= Request =
Locate every line in the material below that contains the string "tower" and copy each such line in full. The match is case-sensitive.

+ + + + +

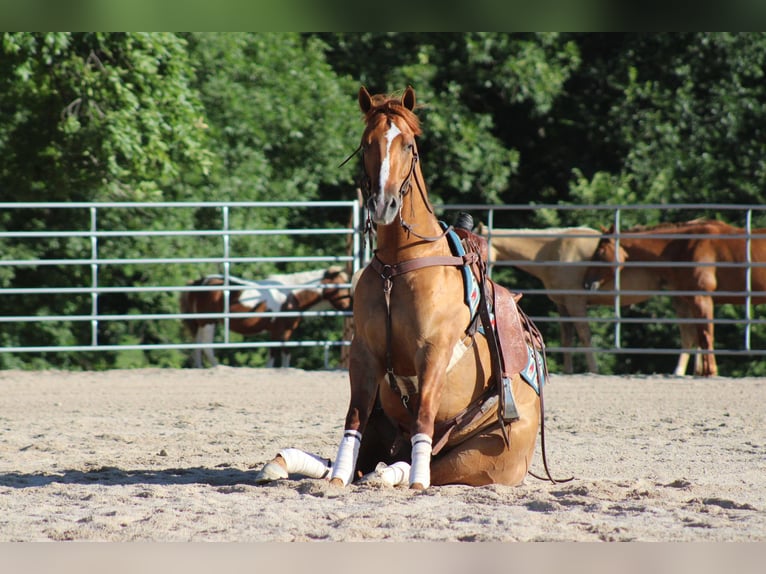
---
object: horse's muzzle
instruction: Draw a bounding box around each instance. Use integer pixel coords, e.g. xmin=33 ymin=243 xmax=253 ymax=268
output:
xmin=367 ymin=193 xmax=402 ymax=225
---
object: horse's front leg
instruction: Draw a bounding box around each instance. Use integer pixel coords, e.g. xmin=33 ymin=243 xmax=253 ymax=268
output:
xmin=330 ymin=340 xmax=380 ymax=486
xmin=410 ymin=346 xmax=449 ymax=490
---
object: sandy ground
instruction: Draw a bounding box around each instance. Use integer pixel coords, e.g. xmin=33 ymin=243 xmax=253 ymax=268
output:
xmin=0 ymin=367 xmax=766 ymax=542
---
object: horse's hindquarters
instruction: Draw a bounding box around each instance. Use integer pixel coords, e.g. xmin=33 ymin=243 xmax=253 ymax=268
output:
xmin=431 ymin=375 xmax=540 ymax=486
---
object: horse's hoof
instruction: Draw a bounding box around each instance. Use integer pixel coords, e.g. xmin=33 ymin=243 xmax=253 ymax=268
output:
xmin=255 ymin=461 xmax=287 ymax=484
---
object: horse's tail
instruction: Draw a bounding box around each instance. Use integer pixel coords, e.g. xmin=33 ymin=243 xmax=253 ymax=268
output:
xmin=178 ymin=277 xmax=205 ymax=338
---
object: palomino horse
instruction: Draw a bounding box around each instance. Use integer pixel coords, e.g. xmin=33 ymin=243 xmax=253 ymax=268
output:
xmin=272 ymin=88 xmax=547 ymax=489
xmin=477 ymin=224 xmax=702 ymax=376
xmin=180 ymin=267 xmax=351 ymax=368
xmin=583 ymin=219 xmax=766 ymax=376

+ + + + +

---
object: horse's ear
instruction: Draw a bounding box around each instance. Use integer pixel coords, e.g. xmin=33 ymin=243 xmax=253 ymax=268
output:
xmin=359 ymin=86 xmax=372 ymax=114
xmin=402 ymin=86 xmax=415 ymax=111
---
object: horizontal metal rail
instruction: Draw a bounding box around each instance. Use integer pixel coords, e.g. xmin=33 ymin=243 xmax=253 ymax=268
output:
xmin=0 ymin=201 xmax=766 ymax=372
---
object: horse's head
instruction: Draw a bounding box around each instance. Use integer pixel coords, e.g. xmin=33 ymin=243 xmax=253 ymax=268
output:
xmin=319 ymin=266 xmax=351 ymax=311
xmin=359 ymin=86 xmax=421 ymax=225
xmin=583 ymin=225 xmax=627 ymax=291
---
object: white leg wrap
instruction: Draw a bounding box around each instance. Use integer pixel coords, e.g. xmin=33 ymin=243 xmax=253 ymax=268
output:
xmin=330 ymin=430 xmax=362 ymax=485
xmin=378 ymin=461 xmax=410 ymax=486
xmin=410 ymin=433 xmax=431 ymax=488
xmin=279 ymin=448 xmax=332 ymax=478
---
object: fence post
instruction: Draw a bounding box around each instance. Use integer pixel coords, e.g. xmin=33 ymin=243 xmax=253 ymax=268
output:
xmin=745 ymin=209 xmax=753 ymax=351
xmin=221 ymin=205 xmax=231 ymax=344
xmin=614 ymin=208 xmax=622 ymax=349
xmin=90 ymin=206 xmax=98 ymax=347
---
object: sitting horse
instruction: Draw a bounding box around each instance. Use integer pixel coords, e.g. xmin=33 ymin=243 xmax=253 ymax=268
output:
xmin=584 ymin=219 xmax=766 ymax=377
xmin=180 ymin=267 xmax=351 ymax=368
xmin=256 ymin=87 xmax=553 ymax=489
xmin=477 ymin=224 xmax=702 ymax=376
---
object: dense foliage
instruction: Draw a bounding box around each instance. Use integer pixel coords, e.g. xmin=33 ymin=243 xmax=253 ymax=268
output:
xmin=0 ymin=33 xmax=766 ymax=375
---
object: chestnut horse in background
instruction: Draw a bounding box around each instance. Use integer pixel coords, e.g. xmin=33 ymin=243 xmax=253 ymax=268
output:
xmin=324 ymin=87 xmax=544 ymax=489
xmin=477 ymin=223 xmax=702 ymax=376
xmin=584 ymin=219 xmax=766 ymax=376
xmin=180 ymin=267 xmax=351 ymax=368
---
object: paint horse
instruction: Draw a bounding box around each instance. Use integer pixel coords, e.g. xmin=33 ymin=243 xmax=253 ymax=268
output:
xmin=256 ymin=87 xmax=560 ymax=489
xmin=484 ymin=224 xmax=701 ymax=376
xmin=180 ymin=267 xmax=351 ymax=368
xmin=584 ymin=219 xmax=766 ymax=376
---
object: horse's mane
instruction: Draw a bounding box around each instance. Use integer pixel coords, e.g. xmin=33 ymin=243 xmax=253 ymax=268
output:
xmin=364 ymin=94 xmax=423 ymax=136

+ + + + +

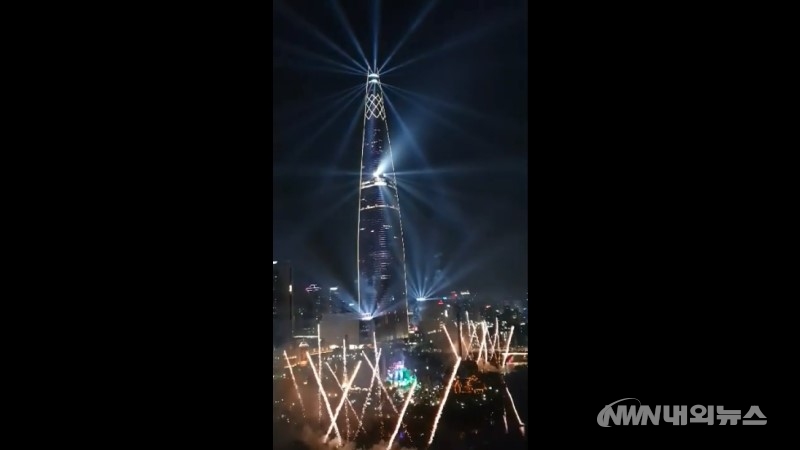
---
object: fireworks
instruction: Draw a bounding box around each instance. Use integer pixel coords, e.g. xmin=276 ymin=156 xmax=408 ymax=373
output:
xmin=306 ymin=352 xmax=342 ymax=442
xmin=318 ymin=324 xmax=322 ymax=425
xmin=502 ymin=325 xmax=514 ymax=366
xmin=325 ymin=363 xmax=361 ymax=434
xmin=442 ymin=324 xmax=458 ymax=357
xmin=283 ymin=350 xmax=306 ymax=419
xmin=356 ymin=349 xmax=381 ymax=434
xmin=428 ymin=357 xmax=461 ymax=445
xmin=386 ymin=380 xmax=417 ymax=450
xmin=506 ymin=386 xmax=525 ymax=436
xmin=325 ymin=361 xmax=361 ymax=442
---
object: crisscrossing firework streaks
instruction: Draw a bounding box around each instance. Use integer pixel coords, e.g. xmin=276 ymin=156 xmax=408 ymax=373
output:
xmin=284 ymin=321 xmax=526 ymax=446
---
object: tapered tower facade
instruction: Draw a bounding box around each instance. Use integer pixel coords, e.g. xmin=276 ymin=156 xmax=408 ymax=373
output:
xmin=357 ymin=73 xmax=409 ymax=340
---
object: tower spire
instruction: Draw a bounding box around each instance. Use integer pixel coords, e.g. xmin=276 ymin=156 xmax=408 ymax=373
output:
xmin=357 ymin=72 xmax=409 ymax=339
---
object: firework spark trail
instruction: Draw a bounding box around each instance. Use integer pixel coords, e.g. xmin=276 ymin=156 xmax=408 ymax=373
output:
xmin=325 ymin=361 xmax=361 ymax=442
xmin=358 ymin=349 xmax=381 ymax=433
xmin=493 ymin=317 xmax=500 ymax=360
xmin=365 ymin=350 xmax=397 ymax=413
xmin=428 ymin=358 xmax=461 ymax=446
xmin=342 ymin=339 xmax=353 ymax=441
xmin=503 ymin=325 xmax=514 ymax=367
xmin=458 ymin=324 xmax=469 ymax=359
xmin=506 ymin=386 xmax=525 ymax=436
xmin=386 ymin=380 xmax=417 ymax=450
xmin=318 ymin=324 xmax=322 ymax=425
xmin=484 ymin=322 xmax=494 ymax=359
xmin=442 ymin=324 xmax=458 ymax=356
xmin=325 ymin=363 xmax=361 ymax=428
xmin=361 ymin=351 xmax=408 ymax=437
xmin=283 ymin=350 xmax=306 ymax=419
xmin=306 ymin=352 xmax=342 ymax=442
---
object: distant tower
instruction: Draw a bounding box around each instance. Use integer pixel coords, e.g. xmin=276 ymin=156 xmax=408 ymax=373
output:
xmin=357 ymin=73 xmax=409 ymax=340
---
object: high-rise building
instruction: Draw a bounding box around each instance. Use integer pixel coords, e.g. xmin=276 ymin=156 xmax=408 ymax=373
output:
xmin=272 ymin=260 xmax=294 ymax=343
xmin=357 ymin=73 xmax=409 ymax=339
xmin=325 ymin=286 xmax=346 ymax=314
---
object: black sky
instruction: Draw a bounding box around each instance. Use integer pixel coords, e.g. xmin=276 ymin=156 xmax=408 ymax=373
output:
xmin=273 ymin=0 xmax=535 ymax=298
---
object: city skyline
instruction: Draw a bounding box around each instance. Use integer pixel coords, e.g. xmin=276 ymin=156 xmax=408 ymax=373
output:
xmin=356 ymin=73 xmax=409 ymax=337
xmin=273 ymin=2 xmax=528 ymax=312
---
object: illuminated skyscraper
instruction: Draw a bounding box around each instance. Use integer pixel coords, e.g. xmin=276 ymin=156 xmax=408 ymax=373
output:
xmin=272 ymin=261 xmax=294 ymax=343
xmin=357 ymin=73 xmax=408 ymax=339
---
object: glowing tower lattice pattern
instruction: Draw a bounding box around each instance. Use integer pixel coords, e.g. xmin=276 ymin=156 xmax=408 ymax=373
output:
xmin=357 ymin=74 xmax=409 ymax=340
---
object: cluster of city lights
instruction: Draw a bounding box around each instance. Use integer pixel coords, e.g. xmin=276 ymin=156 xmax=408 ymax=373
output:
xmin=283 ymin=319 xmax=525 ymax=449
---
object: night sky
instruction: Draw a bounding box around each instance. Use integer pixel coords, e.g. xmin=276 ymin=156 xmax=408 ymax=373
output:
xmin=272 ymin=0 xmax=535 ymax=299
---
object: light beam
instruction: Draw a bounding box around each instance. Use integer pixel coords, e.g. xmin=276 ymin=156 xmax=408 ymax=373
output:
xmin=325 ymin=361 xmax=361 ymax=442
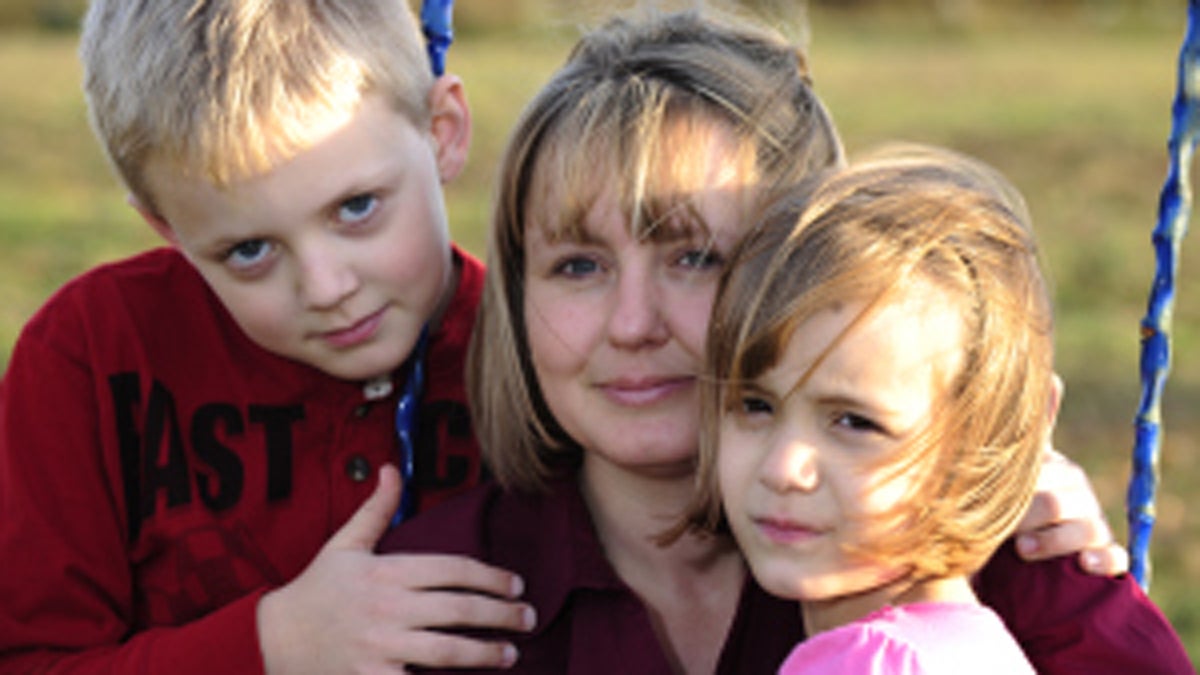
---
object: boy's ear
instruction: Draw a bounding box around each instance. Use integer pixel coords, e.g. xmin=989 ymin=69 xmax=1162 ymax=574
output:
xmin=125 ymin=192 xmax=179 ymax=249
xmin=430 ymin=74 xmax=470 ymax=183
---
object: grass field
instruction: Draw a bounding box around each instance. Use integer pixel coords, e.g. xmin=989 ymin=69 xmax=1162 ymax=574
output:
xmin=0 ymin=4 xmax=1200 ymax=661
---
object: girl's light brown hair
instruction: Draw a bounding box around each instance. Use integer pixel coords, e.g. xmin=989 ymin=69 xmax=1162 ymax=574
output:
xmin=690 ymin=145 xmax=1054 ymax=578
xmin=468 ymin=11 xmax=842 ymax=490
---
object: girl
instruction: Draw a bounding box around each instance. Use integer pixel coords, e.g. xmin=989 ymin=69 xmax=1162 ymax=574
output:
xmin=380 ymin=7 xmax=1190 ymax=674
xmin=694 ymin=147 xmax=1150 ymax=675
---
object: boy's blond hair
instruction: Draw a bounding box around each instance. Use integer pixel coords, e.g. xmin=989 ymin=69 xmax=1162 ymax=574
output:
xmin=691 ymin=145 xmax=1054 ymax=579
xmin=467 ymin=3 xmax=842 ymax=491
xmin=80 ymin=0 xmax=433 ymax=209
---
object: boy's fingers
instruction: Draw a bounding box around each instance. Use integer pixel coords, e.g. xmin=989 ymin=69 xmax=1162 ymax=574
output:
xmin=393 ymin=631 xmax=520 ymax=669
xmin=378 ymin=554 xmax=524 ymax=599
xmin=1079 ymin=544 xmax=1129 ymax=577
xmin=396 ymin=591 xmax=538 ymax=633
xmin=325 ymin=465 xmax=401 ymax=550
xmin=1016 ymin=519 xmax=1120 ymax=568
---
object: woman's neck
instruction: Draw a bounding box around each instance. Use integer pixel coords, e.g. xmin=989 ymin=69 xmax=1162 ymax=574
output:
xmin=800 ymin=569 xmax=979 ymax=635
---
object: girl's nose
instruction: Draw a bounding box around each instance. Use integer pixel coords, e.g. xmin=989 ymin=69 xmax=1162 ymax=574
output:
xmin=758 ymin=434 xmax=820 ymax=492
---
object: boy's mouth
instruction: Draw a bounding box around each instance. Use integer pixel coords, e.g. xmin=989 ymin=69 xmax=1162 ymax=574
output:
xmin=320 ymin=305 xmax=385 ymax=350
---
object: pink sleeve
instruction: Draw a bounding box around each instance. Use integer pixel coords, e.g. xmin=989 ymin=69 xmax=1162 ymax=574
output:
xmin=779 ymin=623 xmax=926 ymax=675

+ + + + +

= Solution to this task =
object: tapered tower facade
object: tower spire
object: distant tower
object: glowing tower lattice pattern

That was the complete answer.